→ やること:
1/ 液滴飛翔評価システムの説明文によると、インク保持室の液面を回転ドラムの真下に配置させるのはどの機構か。
2/ 液滴飛翔評価システムの説明文を、最後の文の後から引き継いで書き進めてください。

説明

液滴飛翔評価システムおよび液滴飛翔評価方法

【課題】集束超音波方式のインクジェット記録ヘッドの設計段階の評価において、液滴の吐出および飛翔の簡便な最適化を可能にする。
【解決手段】液滴飛翔評価システムは、第1の位置調整機構1、第2の位置調整機構2、回転ドラム3、撮像装置4、集束超音波発生構造体5、インク保持室6を有する。更に、集束超音波発生構造体5を駆動する駆動回路に接続した超音波反射検知装置を有する。第1の位置調整機構1によりインク液12の液面と集束超音波発生構造体5の位置関係を調整する。第2の位置調整機構2によりインク保持室6の液面を回転ドラム3の真下に配置させる。回転ドラム3および撮像装置4により吐出する液滴の状態を測定する。超音波反射検知装置により圧電素子とインク液12の音響的な結合状態を測定する。

【発明の詳細な説明】
【技術分野】
【0001】
本発明は、例えば液体インクのような記録液を集束超音波の圧力によって小滴化し、その液滴を記録媒体上に飛翔させ画像を形成するインクジェット記録ヘッドの液滴飛翔評価システムおよび液滴飛翔評価方法に関する。

→ 提供された記録:
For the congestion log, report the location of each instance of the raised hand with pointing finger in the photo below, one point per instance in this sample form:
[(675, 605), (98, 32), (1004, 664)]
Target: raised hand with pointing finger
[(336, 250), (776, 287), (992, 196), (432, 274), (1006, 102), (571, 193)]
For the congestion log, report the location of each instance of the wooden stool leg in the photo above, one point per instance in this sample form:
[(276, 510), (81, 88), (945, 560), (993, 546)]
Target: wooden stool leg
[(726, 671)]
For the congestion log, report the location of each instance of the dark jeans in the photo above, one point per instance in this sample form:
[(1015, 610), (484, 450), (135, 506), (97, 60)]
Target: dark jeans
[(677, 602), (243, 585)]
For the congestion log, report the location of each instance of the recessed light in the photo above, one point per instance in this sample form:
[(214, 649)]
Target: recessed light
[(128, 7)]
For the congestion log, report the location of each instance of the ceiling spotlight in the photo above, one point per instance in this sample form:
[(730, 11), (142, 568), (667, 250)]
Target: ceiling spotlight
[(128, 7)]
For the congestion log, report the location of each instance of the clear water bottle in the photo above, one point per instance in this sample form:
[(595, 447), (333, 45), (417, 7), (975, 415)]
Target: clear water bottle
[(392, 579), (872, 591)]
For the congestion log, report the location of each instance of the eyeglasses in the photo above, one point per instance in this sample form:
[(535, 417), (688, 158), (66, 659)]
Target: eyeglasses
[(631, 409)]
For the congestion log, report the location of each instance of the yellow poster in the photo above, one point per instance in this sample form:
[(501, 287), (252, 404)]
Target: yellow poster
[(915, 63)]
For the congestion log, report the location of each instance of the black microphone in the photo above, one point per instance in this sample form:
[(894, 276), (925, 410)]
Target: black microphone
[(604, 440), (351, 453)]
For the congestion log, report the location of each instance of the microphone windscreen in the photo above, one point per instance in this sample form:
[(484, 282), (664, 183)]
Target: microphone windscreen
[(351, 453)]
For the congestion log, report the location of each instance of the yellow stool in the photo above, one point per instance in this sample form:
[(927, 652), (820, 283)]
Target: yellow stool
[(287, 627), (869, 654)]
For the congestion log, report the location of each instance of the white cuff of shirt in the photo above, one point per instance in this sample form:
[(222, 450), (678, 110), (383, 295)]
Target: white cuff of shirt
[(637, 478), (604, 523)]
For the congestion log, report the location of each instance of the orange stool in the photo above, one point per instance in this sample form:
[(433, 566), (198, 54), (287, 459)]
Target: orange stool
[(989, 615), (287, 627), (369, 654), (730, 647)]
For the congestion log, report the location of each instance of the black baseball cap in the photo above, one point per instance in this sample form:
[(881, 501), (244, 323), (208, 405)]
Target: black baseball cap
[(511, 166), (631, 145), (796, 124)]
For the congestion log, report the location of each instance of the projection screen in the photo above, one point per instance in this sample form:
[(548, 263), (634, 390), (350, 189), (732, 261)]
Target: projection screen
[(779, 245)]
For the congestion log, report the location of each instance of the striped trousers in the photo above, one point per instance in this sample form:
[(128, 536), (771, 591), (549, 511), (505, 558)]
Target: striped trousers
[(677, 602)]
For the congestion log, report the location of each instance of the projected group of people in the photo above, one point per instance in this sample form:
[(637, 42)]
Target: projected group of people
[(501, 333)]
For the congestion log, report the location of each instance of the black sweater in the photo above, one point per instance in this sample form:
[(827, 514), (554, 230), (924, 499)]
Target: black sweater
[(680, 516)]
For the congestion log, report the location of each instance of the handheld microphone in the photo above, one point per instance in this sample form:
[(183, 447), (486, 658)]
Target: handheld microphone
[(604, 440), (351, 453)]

→ 回答:
1/ 第2の位置調整機構2です。

2/
【背景技術】
【0002】
インク液に圧力を及ぼすエネルギー(圧力エネルギーとも称す)を与えインク液を小滴化し、その液滴を記録媒体上に飛翔させて画像を形成するインクジェット記録装置は、インクジェットプリンタとして実用化され広く使用されている。そして、これまで数多くのインクジェット記録装置の方式が考案されている。その中で、特に発熱体の熱により発生する圧力エネルギーで液滴を飛翔させる方式や、圧電素子を用いその振動による超音波の圧力エネルギーで液滴を飛翔させる方式等が代表的である。
【0003】
上記圧電素子を用いる方式の中に、該素子によって発生する超音波を音響レンズによりインク液面の近傍に集束させ、その集束超音波の圧力を用いて上記インク液面から小液滴を吐出させる方法がある(以下、集束超音波方式と呼称する)。通常の集束超音波方式以外のインクジェット記録ヘッドでは、インク液滴の吐出する細いノズルが必要となり、ノズル内のインク液が溶媒の蒸発等で濃縮してインクの目詰まりを起こし易い。それに対して、集束超音波方式のインクジェット記録ヘッドは、ノズルレスでありインクの目詰まりに対し極めて有効な構造になる(例えば、特許文献1参照)。
【0004】
上記集束超音波方式のインクジェット記録ヘッドについて図6を参照して説明する。図6は、上記インクジェット記録ヘッドの模式的な縦断面図である。図6に示すように、集束超音波方式のインクジェット記録ヘッドは、振動子である圧電素子10の共振振動により発生する超音波を集束する音響レンズ11が圧電素子10と結合する構造を有している。そして、上記圧電素子10と音響レンズ11とが、インク液12の液面13領域に集束超音波14を集束させ、その液面13からインク液12の液滴を吐出するようになっている。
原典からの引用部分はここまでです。